═══ Records shown ═══

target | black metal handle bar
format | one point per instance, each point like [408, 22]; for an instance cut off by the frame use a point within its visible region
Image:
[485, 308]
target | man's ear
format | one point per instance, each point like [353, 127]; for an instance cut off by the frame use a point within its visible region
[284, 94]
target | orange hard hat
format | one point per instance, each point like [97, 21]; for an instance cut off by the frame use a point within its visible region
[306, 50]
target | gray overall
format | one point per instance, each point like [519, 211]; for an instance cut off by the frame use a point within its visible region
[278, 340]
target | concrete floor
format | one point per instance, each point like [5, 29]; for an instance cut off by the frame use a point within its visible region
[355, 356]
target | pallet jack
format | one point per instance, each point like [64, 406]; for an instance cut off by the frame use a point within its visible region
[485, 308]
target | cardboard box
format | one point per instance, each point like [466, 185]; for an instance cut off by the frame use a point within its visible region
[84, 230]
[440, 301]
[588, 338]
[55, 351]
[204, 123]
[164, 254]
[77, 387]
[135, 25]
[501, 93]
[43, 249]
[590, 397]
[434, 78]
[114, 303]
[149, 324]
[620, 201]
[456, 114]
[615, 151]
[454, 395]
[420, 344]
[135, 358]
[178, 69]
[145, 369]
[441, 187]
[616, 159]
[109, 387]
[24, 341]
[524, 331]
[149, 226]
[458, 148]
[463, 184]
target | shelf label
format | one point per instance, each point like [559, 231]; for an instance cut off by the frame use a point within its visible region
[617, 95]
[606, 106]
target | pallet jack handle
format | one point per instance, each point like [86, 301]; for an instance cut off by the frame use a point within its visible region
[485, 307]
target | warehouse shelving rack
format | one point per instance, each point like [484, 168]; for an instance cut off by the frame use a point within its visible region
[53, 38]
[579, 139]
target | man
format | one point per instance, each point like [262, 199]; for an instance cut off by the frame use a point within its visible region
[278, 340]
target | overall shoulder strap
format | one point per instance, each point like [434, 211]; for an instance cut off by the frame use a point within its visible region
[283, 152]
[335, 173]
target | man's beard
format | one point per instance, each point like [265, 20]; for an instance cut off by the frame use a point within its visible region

═══
═══ Records shown ═══

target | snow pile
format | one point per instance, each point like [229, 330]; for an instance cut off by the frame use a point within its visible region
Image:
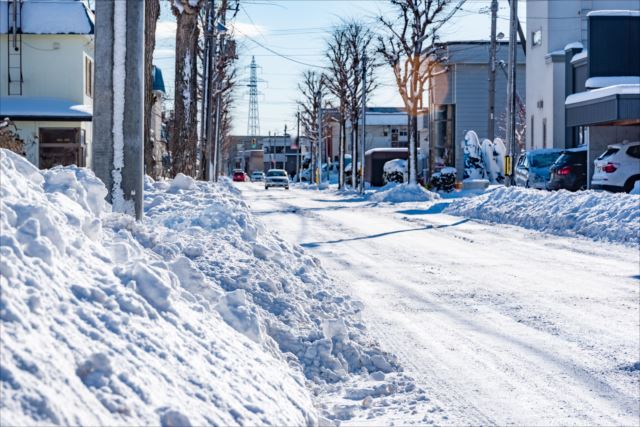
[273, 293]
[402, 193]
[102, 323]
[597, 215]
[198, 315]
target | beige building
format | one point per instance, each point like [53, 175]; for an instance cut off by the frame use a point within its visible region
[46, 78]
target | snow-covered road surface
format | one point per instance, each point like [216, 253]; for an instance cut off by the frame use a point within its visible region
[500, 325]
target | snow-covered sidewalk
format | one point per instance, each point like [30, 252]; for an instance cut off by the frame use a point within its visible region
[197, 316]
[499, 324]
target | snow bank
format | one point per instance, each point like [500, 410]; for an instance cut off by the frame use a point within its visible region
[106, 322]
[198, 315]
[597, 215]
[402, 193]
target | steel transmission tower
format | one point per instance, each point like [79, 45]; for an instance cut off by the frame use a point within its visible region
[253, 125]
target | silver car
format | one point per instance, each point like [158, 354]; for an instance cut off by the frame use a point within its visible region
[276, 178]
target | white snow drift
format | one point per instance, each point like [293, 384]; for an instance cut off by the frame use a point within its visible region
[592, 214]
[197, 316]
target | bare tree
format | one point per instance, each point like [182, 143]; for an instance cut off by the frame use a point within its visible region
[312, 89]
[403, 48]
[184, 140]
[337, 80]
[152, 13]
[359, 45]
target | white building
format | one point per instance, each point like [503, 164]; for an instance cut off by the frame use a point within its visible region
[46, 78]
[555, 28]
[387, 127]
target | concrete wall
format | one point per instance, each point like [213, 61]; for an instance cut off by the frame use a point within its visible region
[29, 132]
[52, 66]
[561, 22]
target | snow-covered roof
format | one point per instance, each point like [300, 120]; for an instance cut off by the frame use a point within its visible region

═══

__Work to complete__
Only one stretch of the data above is needed. Restate it word for word, from the line containing "target | black metal handle bar" through the line containing "target | orange hard hat", both ends included.

__Output__
target | black metal handle bar
format | one point per instance, each point like [408, 22]; for an instance cut off by the frame use a point within its visible region
Image:
[485, 308]
target | man's ear
format | one point per instance, each point like [353, 127]; for an instance cut off by the frame use a point within its visible region
[284, 94]
target | orange hard hat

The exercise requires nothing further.